## Required actions
(a) In the custody agreement passage, why must each Subcustodian record that the Financial Assets credited to Customer's Securities Account belong to customers of Bank? Answer in one to three sentences.
(b) Copy the stretch of the custody agreement passage from "Notwithstanding paragraph (ii), cash" through "2.2 CASH ACCOUNT." word for word.

## Supplied passage
2. WHAT BANK IS REQUIRED TO DO
2.1 SET UP ACCOUNTS.
(a) Bank will establish and maintain the following accounts ("ACCOUNTS"):
(i) a Securities Account in the name of Customer on
behalf of Company's International Equity Fund and a
Securities Account in the name of Customer on behalf
of Company's Core International Equity Fund for
Financial Assets, which may be received by Bank or
its Subcustodian for the account of Customer on
behalf of Company's International Equity Fund or on
behalf of Company's Core International Equity Fund,
including as an Entitlement Holder; and
(ii) an account in the name of Customer on behalf of
Company's International Equity Fund and an account in
the name of Customer on behalf of Company's Core
International Equity Fund (each a "CASH ACCOUNT") for
any and all cash in any currency received by Bank or
its Subcustodian for the account of Customer.
Notwithstanding paragraph (ii), cash held in respect of those markets where
Customer is required to have a cash account in its own name held directly with
the relevant Subcustodian will be held in that manner and will not be part of a
Cash Account.
(b) At the request of Customer, additional Accounts may be opened in the future,
which will be subject to the terms of this Agreement.
2.2 CASH ACCOUNT.
Except as otherwise provided in Instructions acceptable to Bank, all
cash held in the Cash Account will be deposited during the period it is credited
to the Accounts in one or more deposit accounts at Bank or at Bank's London
Branch. Any cash so deposited with Bank's London Branch will be payable
exclusively by Bank's London Branch in the applicable currency, subject to
compliance with any applicable laws, regulations, governmental decrees or
similar orders.
2.3 SEGREGATION OF ASSETS; NOMINEE NAME.
(a) Bank will identify in its records that Financial Assets credited to
Customer's Securities Account belong to Customer on behalf of Company's
International Equity Fund or to Customer on behalf of Company's Core
International Equity Fund (except as otherwise may be agreed by Bank and
Customer).
(b) Bank will require each Subcustodian to identify in its own records that
Financial Assets credited to Customer's Securities Account belong to customers
of Bank (to the extent permitted by Applicable Law or market practice), such
that it is readily apparent that the Financial Assets do not belong to Bank or
the Subcustodian.
(c) Bank is authorized, in its discretion, to hold in bearer form, such
Financial Assets as are customarily held in bearer form; and to register in the
name of Customer on behalf of Company's International Equity Fund or Customer on
behalf of Company's Core International Equity Fund, Bank, a Subcustodian, a
Securities Depository, or their respective nominees, such Financial Assets as
are customarily held in registered form. Customer authorizes Bank or its
Subcustodian to hold Financial Assets in omnibus accounts and will accept
delivery of Financial Assets of the same class and denomination as those
deposited with Bank or its Subcustodian.
2.4 SETTLEMENT OF TRADES.

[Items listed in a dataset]

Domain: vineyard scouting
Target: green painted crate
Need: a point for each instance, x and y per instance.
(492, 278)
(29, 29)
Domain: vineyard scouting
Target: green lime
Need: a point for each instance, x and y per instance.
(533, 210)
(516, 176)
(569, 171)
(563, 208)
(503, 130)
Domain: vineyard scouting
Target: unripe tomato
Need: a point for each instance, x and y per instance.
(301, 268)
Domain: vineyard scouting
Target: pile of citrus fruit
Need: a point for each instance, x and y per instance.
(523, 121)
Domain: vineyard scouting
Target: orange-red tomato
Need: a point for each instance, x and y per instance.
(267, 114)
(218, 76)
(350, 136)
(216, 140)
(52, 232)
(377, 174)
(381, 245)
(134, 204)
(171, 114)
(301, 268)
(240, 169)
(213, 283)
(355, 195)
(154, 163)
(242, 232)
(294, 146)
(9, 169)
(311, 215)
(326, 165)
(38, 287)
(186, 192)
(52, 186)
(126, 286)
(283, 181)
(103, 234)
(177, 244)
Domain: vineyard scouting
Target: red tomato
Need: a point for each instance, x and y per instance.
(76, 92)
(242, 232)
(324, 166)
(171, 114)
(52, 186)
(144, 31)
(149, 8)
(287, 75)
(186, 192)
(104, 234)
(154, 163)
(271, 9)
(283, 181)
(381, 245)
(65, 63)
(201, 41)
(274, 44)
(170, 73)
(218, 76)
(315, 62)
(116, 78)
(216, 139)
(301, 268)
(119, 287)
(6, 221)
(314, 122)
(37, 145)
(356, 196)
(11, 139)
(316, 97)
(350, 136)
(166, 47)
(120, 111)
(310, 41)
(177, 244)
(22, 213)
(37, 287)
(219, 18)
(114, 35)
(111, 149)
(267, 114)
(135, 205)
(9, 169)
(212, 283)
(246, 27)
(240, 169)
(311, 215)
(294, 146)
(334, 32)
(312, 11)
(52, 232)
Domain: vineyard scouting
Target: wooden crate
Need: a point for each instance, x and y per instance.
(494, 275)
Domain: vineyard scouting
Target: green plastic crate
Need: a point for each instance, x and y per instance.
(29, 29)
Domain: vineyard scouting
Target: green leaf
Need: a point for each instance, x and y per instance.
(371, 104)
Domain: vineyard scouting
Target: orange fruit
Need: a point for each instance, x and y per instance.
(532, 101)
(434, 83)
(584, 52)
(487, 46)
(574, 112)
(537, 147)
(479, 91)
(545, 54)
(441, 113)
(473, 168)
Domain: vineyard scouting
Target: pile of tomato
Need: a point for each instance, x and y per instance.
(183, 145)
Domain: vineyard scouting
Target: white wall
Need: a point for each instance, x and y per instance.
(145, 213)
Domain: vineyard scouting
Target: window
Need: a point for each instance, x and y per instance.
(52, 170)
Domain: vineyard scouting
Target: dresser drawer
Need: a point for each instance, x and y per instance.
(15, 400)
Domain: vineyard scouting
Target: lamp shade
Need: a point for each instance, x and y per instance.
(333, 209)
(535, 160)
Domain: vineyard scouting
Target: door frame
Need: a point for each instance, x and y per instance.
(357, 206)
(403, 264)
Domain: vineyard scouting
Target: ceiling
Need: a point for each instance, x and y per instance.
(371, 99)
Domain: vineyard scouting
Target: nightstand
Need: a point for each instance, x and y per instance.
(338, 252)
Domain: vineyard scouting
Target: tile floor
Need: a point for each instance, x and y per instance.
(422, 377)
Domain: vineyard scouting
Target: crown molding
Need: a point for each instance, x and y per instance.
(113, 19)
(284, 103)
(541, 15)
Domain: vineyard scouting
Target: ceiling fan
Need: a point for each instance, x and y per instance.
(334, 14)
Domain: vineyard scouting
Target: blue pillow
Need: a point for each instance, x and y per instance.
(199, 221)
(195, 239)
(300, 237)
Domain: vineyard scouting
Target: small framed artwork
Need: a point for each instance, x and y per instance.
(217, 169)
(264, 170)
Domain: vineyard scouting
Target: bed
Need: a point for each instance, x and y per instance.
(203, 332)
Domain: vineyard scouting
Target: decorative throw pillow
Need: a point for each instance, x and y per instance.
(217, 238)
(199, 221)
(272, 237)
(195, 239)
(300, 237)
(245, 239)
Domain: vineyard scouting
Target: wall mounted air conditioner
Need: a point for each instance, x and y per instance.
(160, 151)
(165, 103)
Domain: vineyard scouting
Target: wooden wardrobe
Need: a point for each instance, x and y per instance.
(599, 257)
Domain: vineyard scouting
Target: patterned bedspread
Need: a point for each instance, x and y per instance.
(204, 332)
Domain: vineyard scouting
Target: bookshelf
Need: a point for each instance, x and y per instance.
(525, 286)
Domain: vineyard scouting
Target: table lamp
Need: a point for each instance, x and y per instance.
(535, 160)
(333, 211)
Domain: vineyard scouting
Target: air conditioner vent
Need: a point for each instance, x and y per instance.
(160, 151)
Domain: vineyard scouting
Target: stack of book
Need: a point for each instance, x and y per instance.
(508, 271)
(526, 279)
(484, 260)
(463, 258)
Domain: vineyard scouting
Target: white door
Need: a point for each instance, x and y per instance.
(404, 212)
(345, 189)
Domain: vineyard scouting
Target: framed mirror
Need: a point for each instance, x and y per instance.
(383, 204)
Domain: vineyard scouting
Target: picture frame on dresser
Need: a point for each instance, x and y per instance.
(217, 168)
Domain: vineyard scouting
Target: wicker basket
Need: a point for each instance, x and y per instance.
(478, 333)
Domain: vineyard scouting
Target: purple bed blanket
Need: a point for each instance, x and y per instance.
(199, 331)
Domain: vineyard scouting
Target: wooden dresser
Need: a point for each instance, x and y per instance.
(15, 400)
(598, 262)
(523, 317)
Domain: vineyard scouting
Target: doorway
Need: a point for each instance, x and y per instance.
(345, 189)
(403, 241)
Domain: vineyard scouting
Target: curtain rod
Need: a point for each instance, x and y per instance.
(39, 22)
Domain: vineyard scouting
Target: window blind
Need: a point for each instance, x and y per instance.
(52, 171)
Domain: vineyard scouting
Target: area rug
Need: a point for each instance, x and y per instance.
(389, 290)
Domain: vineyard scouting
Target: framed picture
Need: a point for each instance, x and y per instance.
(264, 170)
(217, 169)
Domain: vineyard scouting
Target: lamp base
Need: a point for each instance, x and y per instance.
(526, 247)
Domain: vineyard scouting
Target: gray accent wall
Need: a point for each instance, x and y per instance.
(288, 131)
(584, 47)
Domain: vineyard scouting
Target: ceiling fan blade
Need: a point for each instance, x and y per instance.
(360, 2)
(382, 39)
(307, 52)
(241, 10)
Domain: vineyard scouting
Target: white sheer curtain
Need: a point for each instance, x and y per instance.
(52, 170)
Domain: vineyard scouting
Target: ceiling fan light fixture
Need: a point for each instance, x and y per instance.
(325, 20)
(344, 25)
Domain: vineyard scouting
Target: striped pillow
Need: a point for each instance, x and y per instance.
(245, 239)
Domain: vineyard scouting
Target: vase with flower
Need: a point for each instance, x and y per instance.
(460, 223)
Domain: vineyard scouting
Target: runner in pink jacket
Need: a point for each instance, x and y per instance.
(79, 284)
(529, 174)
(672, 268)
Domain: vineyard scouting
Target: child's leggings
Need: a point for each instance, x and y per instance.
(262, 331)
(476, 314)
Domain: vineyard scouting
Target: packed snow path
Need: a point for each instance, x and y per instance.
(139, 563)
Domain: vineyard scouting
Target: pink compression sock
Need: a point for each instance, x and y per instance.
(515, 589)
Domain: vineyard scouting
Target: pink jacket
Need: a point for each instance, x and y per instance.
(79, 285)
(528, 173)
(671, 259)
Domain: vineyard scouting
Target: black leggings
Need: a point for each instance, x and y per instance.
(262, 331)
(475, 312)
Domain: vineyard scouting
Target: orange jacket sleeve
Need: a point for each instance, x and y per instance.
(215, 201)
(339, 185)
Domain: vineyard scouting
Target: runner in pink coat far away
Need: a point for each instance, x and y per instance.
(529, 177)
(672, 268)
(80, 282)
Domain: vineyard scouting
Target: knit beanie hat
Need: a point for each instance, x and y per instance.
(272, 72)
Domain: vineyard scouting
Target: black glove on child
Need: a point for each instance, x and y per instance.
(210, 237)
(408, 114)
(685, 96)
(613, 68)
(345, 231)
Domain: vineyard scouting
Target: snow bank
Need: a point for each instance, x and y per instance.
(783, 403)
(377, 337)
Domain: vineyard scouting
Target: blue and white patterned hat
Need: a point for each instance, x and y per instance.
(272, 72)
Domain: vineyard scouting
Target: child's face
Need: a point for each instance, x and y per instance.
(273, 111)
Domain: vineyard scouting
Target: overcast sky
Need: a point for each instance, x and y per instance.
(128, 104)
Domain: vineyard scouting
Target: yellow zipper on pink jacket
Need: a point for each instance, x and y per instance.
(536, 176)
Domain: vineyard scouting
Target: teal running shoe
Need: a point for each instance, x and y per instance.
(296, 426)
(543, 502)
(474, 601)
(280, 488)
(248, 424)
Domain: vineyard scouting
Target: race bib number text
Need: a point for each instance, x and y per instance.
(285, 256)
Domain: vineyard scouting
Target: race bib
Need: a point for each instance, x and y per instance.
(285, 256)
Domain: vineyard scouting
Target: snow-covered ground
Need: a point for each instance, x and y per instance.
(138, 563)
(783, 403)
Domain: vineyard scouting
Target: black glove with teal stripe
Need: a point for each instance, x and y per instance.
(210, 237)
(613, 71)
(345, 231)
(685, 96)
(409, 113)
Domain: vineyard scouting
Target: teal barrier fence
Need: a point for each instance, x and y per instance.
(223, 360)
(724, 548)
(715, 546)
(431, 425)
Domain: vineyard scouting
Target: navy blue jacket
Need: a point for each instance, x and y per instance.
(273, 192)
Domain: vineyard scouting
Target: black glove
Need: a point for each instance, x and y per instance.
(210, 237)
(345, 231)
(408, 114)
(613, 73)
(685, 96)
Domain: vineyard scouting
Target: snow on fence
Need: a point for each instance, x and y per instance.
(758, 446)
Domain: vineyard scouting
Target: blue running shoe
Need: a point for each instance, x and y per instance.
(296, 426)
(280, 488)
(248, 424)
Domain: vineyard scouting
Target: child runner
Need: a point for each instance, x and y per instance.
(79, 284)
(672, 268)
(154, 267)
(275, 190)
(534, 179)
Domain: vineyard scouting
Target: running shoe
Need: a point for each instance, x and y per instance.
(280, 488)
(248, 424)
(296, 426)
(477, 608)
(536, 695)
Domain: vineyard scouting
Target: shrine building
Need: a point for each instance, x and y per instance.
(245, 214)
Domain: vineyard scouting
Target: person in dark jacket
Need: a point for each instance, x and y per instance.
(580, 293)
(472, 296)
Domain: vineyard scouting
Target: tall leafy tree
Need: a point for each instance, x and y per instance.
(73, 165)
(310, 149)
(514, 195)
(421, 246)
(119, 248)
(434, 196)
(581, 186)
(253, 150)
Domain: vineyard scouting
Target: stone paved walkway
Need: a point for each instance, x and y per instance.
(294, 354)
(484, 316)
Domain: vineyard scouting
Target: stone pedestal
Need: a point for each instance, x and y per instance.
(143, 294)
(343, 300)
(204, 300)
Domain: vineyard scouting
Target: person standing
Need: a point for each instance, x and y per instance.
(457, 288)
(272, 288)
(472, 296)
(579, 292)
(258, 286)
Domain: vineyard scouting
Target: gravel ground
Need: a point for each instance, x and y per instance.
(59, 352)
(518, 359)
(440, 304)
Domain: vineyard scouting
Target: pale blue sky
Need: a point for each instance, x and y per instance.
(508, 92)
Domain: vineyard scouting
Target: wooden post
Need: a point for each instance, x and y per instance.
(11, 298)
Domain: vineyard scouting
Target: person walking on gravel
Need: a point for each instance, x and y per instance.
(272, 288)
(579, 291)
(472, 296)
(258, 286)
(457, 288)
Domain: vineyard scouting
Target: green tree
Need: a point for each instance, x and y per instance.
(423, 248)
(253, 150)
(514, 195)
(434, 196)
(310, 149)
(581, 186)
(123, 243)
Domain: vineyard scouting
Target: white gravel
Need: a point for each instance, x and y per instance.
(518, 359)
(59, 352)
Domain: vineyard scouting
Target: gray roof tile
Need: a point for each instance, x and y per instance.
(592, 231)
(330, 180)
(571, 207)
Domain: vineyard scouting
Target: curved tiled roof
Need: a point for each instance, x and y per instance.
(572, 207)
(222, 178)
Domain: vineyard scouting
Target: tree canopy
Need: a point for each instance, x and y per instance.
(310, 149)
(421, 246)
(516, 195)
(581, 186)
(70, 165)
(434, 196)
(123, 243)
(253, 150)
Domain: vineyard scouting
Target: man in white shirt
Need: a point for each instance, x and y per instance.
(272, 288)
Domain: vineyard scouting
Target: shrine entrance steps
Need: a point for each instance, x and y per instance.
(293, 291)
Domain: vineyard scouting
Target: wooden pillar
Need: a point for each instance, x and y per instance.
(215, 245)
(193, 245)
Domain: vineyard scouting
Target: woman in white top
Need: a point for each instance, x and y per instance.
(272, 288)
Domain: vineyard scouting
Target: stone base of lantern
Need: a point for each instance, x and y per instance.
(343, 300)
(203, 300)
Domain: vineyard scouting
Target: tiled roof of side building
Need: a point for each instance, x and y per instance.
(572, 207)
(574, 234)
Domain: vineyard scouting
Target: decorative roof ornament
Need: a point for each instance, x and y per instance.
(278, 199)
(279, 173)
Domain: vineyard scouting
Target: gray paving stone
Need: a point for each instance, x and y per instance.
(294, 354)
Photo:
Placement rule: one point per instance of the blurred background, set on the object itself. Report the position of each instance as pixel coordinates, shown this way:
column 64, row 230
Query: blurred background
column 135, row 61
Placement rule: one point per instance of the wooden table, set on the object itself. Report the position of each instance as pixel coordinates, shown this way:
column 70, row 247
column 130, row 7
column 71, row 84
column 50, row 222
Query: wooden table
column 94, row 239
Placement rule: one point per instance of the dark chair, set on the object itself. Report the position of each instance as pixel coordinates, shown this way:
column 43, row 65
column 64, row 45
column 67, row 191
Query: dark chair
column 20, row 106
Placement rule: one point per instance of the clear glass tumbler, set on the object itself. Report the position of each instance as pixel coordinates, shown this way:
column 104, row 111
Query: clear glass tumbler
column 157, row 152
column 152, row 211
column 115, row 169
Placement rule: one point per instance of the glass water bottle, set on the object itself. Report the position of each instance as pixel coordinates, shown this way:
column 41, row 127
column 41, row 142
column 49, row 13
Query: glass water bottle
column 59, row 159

## Exercise responses
(a) Each Subcustodian must keep that record so that it is readily apparent that the Financial Assets do not belong to Bank or the Subcustodian. The requirement applies to the extent permitted by Applicable Law or market practice.

(b)
Notwithstanding paragraph (ii), cash held in respect of those markets where
Customer is required to have a cash account in its own name held directly with
the relevant Subcustodian will be held in that manner and will not be part of a
Cash Account.
(b) At the request of Customer, additional Accounts may be opened in the future,
which will be subject to the terms of this Agreement.
2.2 CASH ACCOUNT.